[Requirements]
Output the data below unchanged, from the line containing "point_to(query) returns, for every instance of the white petal" through the last line of the data, including both ends. Leave the pictures out.

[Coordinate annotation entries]
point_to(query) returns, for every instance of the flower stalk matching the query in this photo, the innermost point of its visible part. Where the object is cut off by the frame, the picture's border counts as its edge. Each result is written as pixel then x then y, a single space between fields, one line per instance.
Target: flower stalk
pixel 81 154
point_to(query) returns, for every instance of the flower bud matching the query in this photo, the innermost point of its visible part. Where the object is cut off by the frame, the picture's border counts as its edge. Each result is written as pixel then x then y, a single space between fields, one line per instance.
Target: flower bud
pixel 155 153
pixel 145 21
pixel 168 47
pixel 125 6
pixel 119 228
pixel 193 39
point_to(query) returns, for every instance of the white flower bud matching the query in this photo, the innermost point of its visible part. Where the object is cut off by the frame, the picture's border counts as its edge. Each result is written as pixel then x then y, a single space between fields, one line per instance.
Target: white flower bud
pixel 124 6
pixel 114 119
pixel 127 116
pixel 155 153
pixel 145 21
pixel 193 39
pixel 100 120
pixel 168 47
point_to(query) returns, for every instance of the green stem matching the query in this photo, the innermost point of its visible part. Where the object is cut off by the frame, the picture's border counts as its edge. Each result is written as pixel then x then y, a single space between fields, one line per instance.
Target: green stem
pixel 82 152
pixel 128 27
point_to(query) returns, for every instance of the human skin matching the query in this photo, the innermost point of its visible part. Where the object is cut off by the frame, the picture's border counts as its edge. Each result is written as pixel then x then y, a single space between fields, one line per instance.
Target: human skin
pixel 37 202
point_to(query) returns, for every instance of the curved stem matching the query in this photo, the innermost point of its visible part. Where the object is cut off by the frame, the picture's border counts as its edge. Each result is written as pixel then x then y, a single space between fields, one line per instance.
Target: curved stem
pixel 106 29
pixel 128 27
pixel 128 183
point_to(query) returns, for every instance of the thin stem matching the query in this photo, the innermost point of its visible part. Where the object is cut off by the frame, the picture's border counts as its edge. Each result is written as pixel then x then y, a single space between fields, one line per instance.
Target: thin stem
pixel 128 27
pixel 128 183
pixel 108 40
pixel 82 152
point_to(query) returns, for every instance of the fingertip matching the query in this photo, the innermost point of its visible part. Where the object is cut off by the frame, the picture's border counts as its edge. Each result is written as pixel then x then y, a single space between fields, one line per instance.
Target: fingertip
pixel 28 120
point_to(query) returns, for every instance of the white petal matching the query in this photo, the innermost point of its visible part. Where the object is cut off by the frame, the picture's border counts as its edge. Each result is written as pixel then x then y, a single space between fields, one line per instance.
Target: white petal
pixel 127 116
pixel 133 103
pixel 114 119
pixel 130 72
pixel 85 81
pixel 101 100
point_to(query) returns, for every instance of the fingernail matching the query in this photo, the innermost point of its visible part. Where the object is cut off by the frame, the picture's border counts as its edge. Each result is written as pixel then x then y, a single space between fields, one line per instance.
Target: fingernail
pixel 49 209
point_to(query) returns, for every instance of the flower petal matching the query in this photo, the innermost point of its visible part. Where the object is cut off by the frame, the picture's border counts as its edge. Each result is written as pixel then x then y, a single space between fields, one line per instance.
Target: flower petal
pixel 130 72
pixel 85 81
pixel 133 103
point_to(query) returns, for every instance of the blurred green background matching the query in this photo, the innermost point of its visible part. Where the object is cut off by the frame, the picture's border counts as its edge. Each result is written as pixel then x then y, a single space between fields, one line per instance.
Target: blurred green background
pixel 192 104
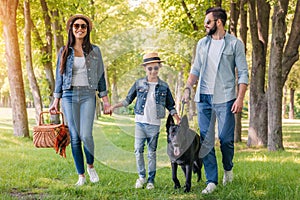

[Result for this task]
point_to(query) returns, for every instance of the white petal matching the query in this photo, the innermost point of its visible part. Where the object is cut off by the frame, the picture's border counts as its edge. Each result is written as pixel then x then y, a single space between fields, one line per instance.
Target: white petal
pixel 127 116
pixel 133 103
pixel 114 119
pixel 130 72
pixel 85 81
pixel 101 100
point_to(query) returns, for every instance of the fingernail matching the query in this photo, the innermost point of its visible part. Where the object is cut off by the frame, the picture's border counts as its edge. Each result is written as pixel then x then y, a single space between fields, one line per instance.
Target: fingernail
pixel 49 209
point_to(query) returns, for every instance of the flower petal matching the query in this photo, the innermost point of its visible part. Where the object is cut off by the frame, the picture's border counts as its edge. Each result is written as pixel then x then y, a single space between fields, one line per instance.
Target: flower petal
pixel 130 72
pixel 85 81
pixel 133 103
point_to(query) returns, for every instance of the blurred green background matching the query in this photo, the innermost point of its visible part. Where the object is cut off by the frame, the picture's border counts as its edge. Each result is written as pixel then x then y, a single space between fields, one line per instance.
Target: blurred green background
pixel 192 104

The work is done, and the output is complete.